### THE PROBLEM
Write out every chemical formula that appears in the abstract on the high-pressure ESR system below.

### EXTRACTED TEXT
Development of High-Pressure and Multi-Frequency ESR System and Its Application to Quantum Spin System

Abstract

We have developed a high-pressure and multi-frequency electron spin resonance (ESR) system in the submillimeter wave region. The pressure is generated by the piston–cylinder pressure cell whose inner parts are all made of ceramics. The requirements for the inner parts of the pressure cell are toughness and transmission in the submillimeter wave region and they enable us to observe the transmitted light through a sample subjected to high pressure. It was found that both properties can be achieved by the combination of the inner parts made of the ZrO₂-based ceramic and the Al₂O₃ ceramic. For the Shastry-Sutherland compound SrCu₂(BO₃)₂, we observed the direct ESR transition from the singlet ground state to the first excited triplet sates at 1.5 GPa successfully in the frequency region from 300 to 700 GHz.

### DATA
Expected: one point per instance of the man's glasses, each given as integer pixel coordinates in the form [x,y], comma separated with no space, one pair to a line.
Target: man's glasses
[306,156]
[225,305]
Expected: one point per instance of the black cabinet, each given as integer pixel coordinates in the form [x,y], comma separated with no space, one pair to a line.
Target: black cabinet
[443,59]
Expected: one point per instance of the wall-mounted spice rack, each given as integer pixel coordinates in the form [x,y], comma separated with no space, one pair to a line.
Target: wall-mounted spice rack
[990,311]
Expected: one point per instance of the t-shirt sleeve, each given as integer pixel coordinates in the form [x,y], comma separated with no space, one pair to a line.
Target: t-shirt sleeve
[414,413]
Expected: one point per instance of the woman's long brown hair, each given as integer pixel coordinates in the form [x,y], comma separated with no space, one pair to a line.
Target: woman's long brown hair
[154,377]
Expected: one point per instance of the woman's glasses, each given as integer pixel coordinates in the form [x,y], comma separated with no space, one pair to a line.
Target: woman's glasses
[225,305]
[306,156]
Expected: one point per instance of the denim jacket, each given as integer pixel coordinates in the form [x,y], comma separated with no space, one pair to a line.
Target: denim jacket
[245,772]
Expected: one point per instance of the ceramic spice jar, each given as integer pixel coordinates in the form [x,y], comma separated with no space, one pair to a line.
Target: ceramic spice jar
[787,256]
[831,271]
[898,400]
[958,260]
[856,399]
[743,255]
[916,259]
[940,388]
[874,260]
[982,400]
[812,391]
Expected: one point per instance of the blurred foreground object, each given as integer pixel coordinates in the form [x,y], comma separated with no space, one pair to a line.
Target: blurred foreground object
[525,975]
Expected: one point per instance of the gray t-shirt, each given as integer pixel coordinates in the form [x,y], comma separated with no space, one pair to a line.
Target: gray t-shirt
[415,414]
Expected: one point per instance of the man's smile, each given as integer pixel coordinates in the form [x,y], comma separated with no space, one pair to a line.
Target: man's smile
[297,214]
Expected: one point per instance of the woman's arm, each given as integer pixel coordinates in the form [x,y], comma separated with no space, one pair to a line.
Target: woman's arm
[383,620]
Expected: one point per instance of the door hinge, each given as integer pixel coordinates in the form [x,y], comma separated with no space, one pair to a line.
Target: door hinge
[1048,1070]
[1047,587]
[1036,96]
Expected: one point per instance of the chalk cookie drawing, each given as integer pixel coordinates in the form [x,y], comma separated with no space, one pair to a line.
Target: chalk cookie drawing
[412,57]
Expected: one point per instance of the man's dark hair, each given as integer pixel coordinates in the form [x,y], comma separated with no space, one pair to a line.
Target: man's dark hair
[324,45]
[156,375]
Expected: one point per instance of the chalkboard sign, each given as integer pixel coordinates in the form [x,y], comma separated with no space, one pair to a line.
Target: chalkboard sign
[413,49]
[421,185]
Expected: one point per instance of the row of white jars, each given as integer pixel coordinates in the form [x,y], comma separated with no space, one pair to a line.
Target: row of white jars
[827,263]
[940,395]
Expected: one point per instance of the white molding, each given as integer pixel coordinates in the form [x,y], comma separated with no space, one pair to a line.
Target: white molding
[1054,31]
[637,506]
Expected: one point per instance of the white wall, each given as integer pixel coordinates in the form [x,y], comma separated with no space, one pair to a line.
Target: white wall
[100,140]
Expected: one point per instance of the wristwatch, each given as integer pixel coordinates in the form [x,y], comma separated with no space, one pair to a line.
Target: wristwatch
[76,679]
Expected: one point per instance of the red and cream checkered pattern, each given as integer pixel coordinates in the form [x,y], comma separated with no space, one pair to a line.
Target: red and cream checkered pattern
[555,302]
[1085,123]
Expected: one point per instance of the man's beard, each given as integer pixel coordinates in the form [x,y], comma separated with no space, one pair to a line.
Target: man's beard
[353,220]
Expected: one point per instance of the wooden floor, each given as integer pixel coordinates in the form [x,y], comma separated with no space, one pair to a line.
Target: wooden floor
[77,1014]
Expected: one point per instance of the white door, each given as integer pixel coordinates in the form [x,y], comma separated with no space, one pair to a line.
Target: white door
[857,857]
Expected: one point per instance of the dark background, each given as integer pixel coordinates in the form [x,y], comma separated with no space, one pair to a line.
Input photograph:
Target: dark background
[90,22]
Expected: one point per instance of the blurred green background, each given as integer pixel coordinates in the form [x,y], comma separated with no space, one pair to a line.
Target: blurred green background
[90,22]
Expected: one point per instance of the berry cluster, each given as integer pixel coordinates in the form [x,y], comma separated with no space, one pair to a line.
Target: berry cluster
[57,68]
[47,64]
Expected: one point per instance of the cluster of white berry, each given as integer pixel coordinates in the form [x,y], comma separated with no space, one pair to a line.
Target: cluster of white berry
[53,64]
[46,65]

### THE REPLY
ZrO₂
Al₂O₃
SrCu₂(BO₃)₂